[EXTRACTED TEXT]
☆ ☆ ☆ ☆ ☆
And from your perspective, you don’t see anything incompatible about being a Muslim and a follower of Jesus’s teachings?

Well, you know Muslims actually have a fairly orthodox view of Jesus. Muslims believe that he was the Messiah, that he was sinless, that he was born of a virgin, that he ascended to heaven, that he sits at the right hand of God, and will return at the end of time to judge humanity. These are all orthodox Muslim beliefs. Jesus plays a huge role in Islam. The Koran calls him the greatest prophet. Emulation of Jesus is a standard part of Muslims’ spirituality. So it’s not that weird. Now, obviously my book overturns a lot of Islamic beliefs about Jesus, but nevertheless the idea of a Muslim being motivated by Jesus’s actions, seeing Jesus as an example to follow, is fairly common.

Based on your historical research, what would you say are the biggest misconceptions about Jesus? 

We focus on the wrong things about Jesus. Most people think that what sets Jesus apart is that he declared himself to be the Messiah. Well, what we know is that many people declared themselves to be the Messiah, and most of Jesus’s contemporaries probably had a better claim to that office. Most people believe that what set Jesus apart is that he healed the sick and exorcized demons. Actually, a lot of people exorcized demons and healed the sick; what set Jesus apart is that he was doing it for free.
☆ ☆ ☆ ☆ ☆
Dataset lines about object locations:
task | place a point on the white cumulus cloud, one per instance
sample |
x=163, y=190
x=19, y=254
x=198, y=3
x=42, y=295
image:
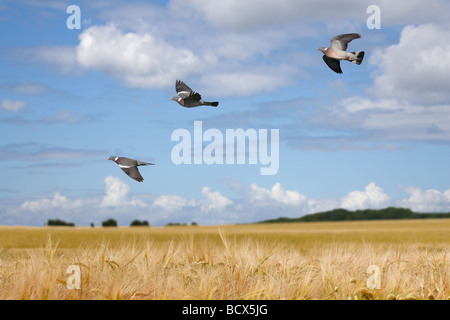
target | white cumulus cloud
x=372, y=197
x=141, y=59
x=416, y=68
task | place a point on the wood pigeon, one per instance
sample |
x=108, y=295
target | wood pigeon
x=337, y=52
x=129, y=166
x=188, y=98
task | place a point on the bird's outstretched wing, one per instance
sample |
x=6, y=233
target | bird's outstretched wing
x=182, y=89
x=333, y=64
x=134, y=173
x=341, y=41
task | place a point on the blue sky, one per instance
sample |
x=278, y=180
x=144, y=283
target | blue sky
x=377, y=135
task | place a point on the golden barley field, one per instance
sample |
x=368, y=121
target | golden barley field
x=325, y=261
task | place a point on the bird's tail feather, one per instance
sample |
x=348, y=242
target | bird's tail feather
x=358, y=57
x=140, y=163
x=212, y=104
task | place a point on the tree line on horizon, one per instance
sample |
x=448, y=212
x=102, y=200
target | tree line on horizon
x=390, y=213
x=113, y=223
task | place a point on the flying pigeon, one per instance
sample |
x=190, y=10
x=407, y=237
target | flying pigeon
x=129, y=166
x=188, y=98
x=337, y=52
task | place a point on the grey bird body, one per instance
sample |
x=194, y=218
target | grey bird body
x=188, y=98
x=337, y=51
x=129, y=166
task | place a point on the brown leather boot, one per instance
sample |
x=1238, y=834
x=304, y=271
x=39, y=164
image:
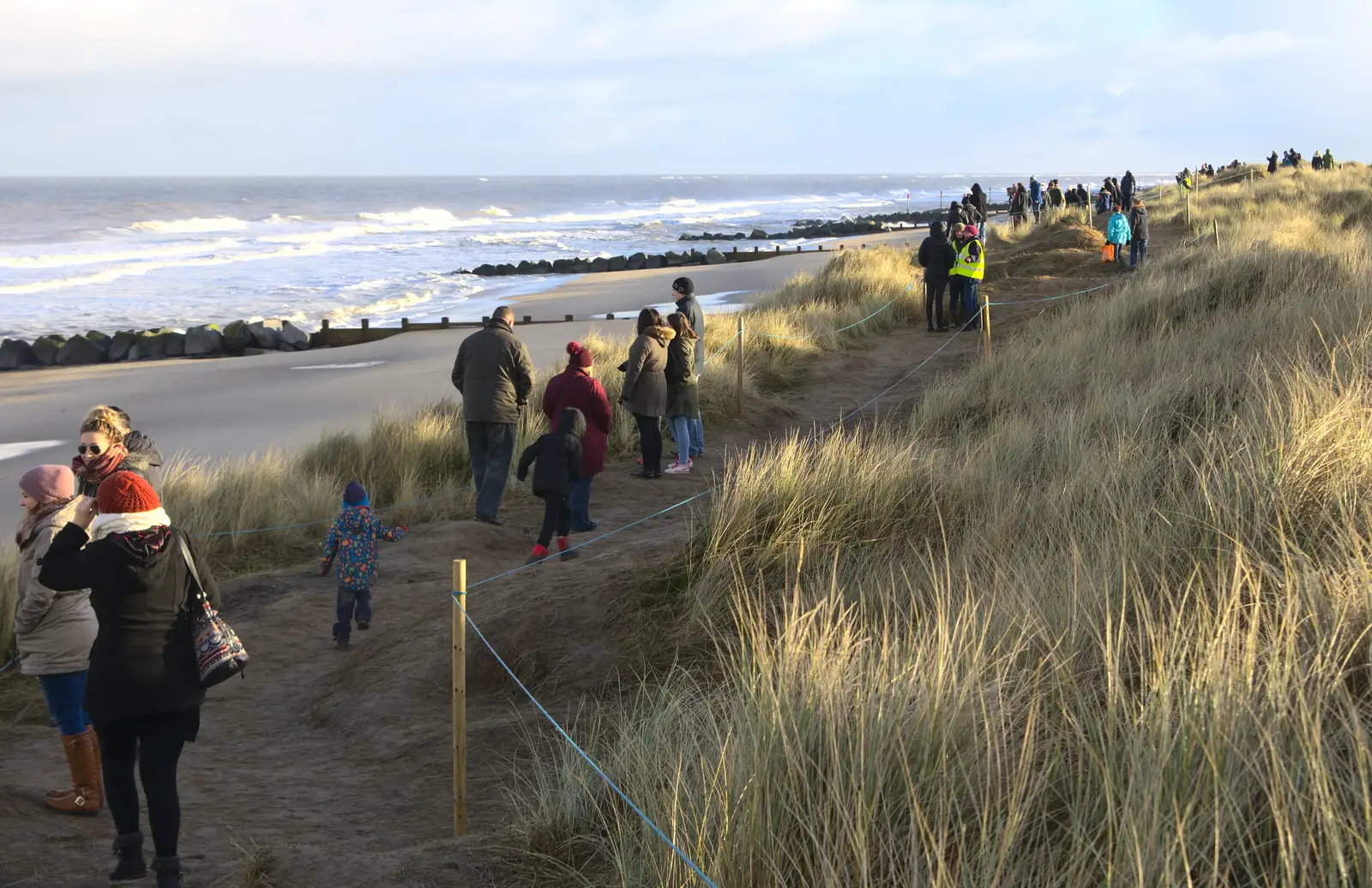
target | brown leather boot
x=84, y=762
x=88, y=735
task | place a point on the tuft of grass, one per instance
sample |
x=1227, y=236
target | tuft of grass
x=1097, y=611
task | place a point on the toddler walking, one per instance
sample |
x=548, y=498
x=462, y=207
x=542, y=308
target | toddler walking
x=559, y=466
x=353, y=542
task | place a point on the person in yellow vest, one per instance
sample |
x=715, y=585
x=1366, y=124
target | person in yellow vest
x=966, y=274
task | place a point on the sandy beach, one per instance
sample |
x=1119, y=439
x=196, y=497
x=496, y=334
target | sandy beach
x=233, y=407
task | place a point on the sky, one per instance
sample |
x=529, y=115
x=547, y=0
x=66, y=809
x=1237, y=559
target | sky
x=623, y=87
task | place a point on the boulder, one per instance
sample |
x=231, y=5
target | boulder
x=79, y=351
x=17, y=354
x=237, y=338
x=267, y=333
x=121, y=343
x=203, y=341
x=99, y=339
x=150, y=345
x=47, y=350
x=294, y=338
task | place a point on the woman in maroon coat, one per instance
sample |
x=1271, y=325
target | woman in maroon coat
x=575, y=387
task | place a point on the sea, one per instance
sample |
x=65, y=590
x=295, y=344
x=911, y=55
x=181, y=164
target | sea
x=111, y=254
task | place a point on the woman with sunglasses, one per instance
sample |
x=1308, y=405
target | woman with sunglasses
x=109, y=446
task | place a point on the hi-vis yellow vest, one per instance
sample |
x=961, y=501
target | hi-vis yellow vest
x=974, y=269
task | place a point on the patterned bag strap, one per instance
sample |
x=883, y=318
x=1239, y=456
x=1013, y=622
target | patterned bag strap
x=190, y=563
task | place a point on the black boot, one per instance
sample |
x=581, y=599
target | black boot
x=169, y=872
x=129, y=850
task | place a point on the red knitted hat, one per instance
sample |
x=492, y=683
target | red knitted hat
x=125, y=492
x=581, y=357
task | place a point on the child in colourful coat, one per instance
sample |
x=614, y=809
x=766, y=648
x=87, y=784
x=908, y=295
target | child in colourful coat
x=353, y=542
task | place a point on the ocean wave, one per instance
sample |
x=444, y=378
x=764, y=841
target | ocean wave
x=61, y=261
x=196, y=225
x=114, y=273
x=418, y=215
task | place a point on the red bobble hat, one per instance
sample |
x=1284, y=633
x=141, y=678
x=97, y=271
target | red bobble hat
x=581, y=357
x=125, y=492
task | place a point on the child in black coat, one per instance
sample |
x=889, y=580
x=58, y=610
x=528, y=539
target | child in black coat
x=559, y=465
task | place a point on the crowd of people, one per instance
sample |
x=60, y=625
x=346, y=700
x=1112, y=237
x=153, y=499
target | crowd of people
x=662, y=375
x=103, y=622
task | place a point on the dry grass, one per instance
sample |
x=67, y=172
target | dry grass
x=1095, y=615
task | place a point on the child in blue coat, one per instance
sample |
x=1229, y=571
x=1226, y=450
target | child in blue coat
x=353, y=542
x=1117, y=233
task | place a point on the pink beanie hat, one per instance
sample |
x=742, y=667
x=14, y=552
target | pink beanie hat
x=50, y=484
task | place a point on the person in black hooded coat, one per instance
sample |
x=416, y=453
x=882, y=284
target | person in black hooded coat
x=557, y=465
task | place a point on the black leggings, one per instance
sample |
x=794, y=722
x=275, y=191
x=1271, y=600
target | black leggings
x=651, y=441
x=153, y=743
x=556, y=517
x=933, y=302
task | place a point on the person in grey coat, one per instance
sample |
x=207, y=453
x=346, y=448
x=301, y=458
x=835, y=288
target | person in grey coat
x=645, y=388
x=494, y=375
x=689, y=306
x=55, y=632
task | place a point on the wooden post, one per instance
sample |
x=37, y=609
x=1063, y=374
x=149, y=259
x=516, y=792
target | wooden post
x=460, y=698
x=985, y=322
x=740, y=365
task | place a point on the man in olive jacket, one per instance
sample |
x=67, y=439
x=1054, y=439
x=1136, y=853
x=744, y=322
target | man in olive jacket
x=494, y=375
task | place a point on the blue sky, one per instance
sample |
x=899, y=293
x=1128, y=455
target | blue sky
x=605, y=87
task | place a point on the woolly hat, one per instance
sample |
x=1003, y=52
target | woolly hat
x=127, y=494
x=50, y=484
x=581, y=357
x=354, y=495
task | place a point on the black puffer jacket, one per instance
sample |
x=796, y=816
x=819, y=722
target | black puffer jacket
x=141, y=661
x=937, y=255
x=556, y=457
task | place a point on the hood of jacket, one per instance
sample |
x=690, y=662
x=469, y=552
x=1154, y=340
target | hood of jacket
x=660, y=333
x=143, y=453
x=571, y=421
x=356, y=519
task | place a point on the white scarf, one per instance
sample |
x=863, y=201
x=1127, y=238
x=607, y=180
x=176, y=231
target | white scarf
x=128, y=522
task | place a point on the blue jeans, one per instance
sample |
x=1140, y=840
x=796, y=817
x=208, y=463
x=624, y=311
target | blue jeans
x=580, y=501
x=491, y=446
x=352, y=603
x=697, y=435
x=969, y=302
x=65, y=696
x=681, y=432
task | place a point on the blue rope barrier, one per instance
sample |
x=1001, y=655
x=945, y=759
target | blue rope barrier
☆ ☆ ☆ ☆ ☆
[EXERCISE REQUIREMENTS]
Continue the interview about Jesus from the point where it stops, in the same voice.

[RESULT]
How has your book been received by the Christian community?

There’s an impression out there because of the Fox News thing that there has been this massive backlash from Christians, and nothing could be further from the truth. The reason the book has been such a massive bestseller is because of the faith communities. In fact I’m inundated with e-mails from Christians who tell me that the book has actually empowered their faith, that it has grounded Jesus in a reality that has only made them more certain of his divinity and his divine message. Obviously there are those evangelicals, or conservative, orthodox Christians, for whom any attempt to try to put Jesus in a historical context is, in and of itself, a heretical enterprise. After all, if Jesus is God incarnate, then what does context have to do with it? Who cares where he lived or when he lived? His actions are universal, his words are eternal. But for those who understand that, whatever else Jesus might have been, he was a man who lived in a particular time and place, the response has been overwhelmingly positive.

You argue in the book that the core message of Jesus was about social egalitarianism—a concern for the poor and a near-hatred of the rich.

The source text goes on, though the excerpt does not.